= Isadore Nabi =

Pseudonym of scientists

Isadore Nabi (sometimes Isidore Nabi or Isador Nabi) was a pseudonym used by a group of scientists including Richard Lewontin, Richard Levins, Robert MacArthur, and Leigh van Valen in the 1960s. Inspired by the work of Nicolas Bourbaki, they allegedly hoped to create a unified approach to evolutionary biology. However, the project was aborted and the name was reused in the 1980s for satirical purposes.

Nabi's biography was listed in American Men and Women of Science, articles and letters were published in prominent journals under his name, and he was listed on the editorial board of Evolutionary Theory.

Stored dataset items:
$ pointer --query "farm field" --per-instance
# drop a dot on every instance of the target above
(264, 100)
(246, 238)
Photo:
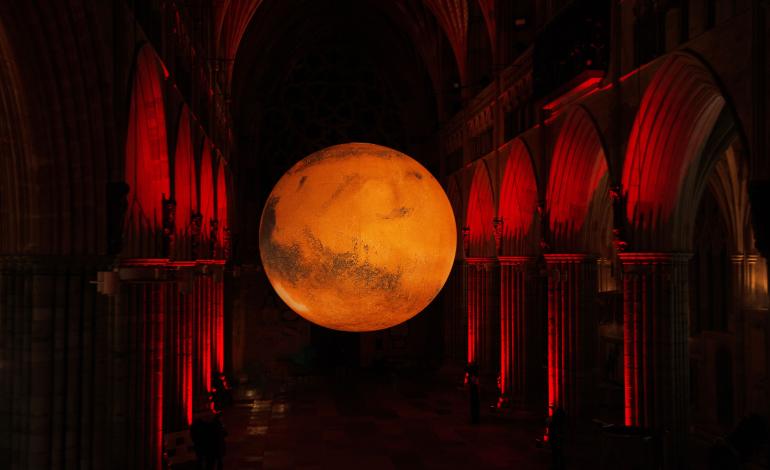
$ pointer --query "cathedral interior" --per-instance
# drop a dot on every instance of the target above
(606, 162)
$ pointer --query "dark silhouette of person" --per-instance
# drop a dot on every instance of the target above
(199, 431)
(473, 391)
(557, 431)
(217, 435)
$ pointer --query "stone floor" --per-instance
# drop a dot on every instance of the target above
(370, 422)
(382, 421)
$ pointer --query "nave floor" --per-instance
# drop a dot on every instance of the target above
(371, 423)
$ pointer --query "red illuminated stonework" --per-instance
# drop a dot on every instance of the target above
(571, 332)
(655, 344)
(514, 306)
(483, 316)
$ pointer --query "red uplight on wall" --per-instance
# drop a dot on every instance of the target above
(676, 115)
(480, 213)
(518, 193)
(577, 167)
(147, 171)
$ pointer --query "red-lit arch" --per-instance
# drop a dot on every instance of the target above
(223, 225)
(518, 199)
(480, 213)
(185, 187)
(578, 167)
(206, 192)
(147, 167)
(676, 116)
(456, 201)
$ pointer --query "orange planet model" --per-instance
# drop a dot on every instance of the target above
(357, 237)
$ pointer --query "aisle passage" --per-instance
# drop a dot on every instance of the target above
(370, 423)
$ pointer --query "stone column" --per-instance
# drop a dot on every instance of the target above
(572, 333)
(483, 311)
(656, 355)
(52, 381)
(455, 320)
(513, 327)
(140, 362)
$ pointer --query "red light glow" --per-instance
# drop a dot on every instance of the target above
(676, 115)
(577, 167)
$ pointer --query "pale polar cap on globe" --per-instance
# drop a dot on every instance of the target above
(357, 237)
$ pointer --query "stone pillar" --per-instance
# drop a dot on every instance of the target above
(140, 352)
(513, 327)
(52, 380)
(483, 322)
(572, 333)
(656, 355)
(455, 319)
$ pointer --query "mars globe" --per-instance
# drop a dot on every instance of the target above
(357, 237)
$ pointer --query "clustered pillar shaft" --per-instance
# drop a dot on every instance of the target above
(513, 326)
(54, 375)
(483, 313)
(96, 381)
(656, 334)
(572, 332)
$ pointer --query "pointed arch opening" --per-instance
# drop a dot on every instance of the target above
(577, 196)
(147, 166)
(677, 115)
(518, 202)
(206, 193)
(223, 227)
(185, 187)
(480, 214)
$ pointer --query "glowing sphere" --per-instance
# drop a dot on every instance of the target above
(357, 237)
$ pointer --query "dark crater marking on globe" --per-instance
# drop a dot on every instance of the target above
(347, 182)
(349, 265)
(290, 265)
(397, 213)
(286, 260)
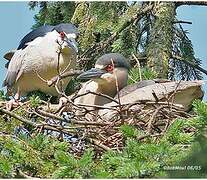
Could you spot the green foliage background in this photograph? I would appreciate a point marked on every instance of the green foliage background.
(148, 31)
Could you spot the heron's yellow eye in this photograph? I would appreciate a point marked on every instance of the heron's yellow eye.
(109, 68)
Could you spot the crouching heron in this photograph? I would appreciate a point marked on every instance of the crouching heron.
(109, 75)
(36, 59)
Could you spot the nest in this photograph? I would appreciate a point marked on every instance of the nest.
(100, 127)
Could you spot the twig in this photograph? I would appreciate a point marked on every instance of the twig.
(72, 120)
(98, 143)
(18, 117)
(94, 93)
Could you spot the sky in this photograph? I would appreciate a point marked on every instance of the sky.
(16, 21)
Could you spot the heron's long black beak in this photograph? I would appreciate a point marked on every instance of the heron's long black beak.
(92, 73)
(73, 44)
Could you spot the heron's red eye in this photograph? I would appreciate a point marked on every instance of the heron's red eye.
(62, 35)
(109, 68)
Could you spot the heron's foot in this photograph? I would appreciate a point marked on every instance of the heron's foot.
(13, 103)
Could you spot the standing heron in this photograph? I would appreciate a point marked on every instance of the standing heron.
(109, 75)
(36, 59)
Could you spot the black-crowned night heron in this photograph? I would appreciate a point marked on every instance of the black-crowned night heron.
(36, 58)
(110, 72)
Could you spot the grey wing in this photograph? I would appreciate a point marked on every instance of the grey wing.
(14, 69)
(9, 54)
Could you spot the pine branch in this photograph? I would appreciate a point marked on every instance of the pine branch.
(198, 3)
(190, 64)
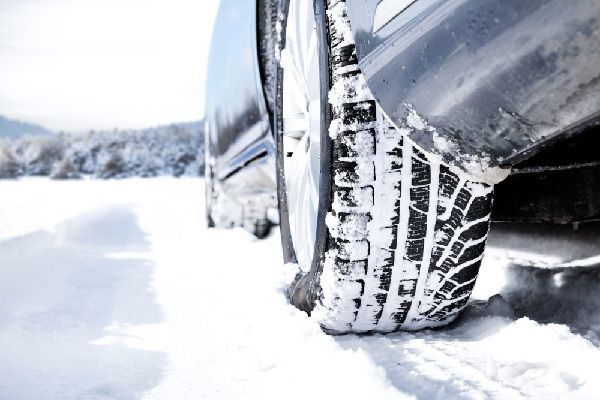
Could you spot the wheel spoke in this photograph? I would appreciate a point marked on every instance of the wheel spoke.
(301, 127)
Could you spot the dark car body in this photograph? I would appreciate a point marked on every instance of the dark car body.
(490, 86)
(239, 144)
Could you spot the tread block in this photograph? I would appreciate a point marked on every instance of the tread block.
(344, 55)
(354, 144)
(351, 173)
(360, 112)
(353, 196)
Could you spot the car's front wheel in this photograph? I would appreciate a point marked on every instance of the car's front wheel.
(385, 236)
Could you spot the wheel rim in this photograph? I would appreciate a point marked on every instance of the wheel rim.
(301, 117)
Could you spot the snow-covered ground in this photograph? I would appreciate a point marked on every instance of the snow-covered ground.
(115, 290)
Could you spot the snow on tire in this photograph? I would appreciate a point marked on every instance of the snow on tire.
(406, 233)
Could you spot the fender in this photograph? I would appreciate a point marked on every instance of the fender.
(482, 83)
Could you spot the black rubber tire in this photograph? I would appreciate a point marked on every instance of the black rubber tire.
(267, 45)
(400, 235)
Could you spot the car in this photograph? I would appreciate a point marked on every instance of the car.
(383, 131)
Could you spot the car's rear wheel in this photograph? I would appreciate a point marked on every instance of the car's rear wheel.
(385, 236)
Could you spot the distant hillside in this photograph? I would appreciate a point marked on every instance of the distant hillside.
(12, 129)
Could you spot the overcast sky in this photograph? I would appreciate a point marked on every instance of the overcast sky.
(76, 65)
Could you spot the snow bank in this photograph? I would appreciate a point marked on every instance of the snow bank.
(174, 150)
(115, 289)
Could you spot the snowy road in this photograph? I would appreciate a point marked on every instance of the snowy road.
(115, 290)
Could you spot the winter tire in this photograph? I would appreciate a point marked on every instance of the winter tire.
(398, 236)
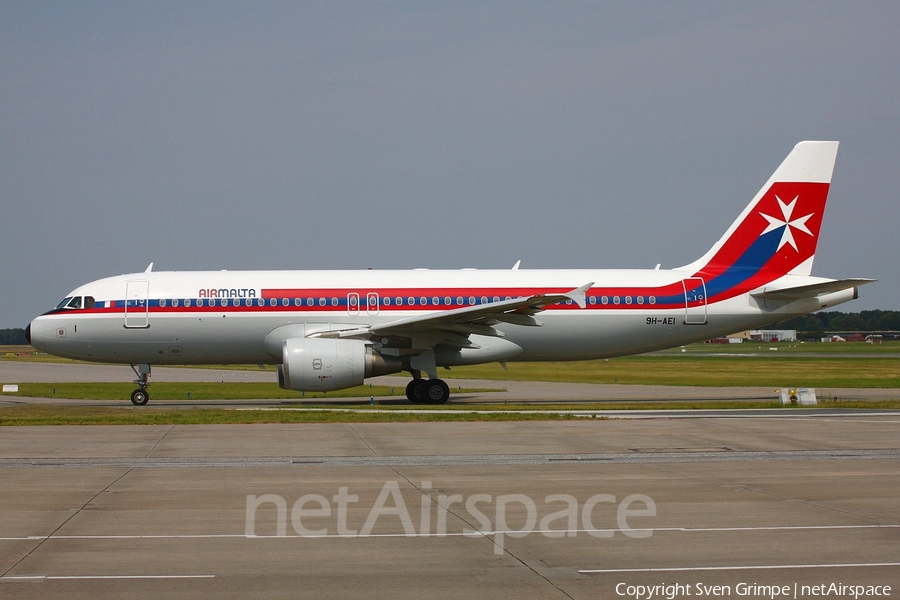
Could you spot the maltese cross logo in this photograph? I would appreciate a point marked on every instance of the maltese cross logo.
(786, 211)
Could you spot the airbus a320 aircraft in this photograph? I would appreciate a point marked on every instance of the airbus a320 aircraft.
(328, 330)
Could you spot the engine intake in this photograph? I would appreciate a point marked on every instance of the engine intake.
(323, 364)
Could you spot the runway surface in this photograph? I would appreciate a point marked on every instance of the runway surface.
(507, 391)
(572, 509)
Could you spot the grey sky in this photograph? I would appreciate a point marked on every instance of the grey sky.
(430, 134)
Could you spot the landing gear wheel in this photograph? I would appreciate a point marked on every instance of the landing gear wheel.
(437, 392)
(139, 397)
(415, 391)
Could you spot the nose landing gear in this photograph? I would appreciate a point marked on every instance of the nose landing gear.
(140, 397)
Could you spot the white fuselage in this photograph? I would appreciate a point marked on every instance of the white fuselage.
(215, 317)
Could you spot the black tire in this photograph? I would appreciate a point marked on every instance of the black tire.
(139, 397)
(415, 391)
(437, 392)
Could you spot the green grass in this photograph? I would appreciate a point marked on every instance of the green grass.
(705, 370)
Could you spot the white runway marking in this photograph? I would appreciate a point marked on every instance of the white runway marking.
(739, 568)
(779, 528)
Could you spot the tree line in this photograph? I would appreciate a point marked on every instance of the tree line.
(815, 325)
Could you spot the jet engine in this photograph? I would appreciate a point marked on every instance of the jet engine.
(323, 364)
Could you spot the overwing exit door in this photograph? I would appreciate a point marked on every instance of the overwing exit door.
(137, 304)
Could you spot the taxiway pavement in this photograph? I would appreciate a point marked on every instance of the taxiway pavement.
(572, 509)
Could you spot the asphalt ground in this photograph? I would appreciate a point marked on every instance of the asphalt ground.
(508, 391)
(564, 509)
(574, 509)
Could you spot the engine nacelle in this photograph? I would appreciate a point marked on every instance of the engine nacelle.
(323, 364)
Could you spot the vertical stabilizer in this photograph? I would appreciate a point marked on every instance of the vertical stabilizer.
(777, 232)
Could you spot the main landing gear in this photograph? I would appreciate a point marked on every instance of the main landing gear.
(140, 397)
(428, 391)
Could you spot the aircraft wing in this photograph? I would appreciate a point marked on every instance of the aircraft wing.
(800, 292)
(469, 319)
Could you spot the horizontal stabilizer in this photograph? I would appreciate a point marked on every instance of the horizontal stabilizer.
(809, 291)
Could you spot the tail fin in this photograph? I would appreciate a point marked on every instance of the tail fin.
(777, 232)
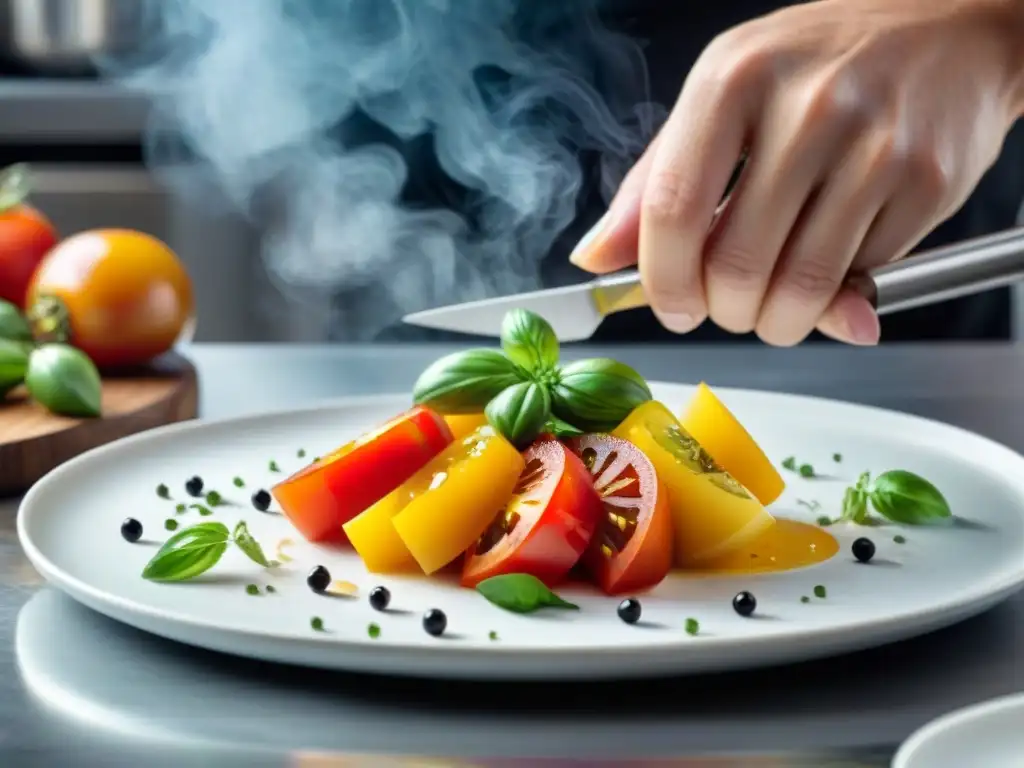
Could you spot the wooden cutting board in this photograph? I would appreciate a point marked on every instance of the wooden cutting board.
(33, 441)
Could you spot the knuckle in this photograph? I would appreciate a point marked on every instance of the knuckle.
(812, 279)
(668, 199)
(736, 264)
(929, 174)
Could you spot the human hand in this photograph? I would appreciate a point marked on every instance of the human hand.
(867, 123)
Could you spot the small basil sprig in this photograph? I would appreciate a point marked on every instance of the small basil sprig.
(898, 496)
(520, 412)
(466, 382)
(529, 341)
(65, 381)
(596, 394)
(521, 593)
(197, 549)
(12, 324)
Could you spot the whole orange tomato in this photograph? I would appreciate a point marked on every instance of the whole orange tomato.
(26, 236)
(120, 296)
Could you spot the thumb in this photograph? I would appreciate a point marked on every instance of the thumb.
(851, 318)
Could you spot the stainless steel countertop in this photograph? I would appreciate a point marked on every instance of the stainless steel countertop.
(77, 688)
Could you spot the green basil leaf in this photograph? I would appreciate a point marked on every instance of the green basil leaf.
(65, 381)
(519, 412)
(560, 428)
(597, 394)
(465, 382)
(13, 364)
(188, 553)
(249, 545)
(521, 593)
(12, 324)
(903, 497)
(529, 341)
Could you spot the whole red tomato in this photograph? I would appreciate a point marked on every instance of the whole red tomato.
(120, 296)
(26, 236)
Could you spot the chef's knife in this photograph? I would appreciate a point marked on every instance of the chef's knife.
(576, 311)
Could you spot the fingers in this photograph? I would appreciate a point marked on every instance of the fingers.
(851, 318)
(611, 244)
(697, 151)
(824, 246)
(740, 254)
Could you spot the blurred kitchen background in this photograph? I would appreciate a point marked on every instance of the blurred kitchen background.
(84, 139)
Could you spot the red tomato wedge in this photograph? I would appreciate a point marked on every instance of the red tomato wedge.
(546, 525)
(322, 498)
(632, 548)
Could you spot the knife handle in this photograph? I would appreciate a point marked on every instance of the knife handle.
(927, 278)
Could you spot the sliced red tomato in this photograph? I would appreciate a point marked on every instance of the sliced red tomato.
(322, 498)
(546, 525)
(632, 548)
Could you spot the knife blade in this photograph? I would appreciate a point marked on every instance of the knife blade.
(927, 278)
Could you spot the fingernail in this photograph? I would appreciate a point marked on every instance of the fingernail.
(863, 327)
(581, 252)
(678, 323)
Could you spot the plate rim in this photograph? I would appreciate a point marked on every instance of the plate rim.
(979, 598)
(957, 718)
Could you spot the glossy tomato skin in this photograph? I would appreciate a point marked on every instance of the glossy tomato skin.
(557, 511)
(629, 487)
(26, 237)
(124, 296)
(323, 497)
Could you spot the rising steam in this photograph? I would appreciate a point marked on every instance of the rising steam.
(307, 113)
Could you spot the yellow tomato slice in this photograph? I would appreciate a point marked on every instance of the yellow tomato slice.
(721, 434)
(713, 513)
(438, 512)
(463, 425)
(456, 498)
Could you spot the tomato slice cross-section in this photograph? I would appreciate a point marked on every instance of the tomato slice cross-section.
(632, 548)
(546, 525)
(326, 495)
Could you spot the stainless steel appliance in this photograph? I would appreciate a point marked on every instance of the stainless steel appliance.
(64, 36)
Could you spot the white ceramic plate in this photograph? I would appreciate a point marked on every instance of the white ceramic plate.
(69, 526)
(986, 735)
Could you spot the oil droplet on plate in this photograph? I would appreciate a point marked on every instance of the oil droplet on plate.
(785, 546)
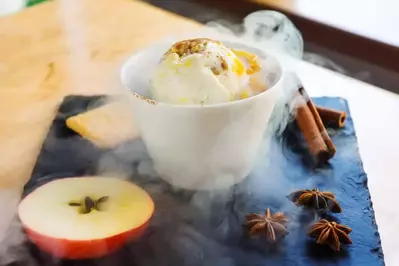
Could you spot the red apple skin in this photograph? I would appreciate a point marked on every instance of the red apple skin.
(83, 249)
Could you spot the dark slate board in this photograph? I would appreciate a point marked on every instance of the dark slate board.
(205, 228)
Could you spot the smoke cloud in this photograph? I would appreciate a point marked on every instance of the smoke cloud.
(207, 225)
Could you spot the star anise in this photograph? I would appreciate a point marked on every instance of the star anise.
(316, 199)
(330, 233)
(273, 226)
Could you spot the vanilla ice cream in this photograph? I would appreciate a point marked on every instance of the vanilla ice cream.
(204, 71)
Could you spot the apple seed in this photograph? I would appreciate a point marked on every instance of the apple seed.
(89, 204)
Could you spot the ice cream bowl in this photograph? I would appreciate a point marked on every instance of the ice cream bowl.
(201, 147)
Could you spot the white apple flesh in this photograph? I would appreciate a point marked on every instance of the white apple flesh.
(57, 219)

■ **Goal of the exercise**:
According to the Isadore Nabi text, what scientific field did the group hope to give a unified approach? Rely only on the Isadore Nabi text for what comes next.

■ **Answer space**:
Evolutionary biology.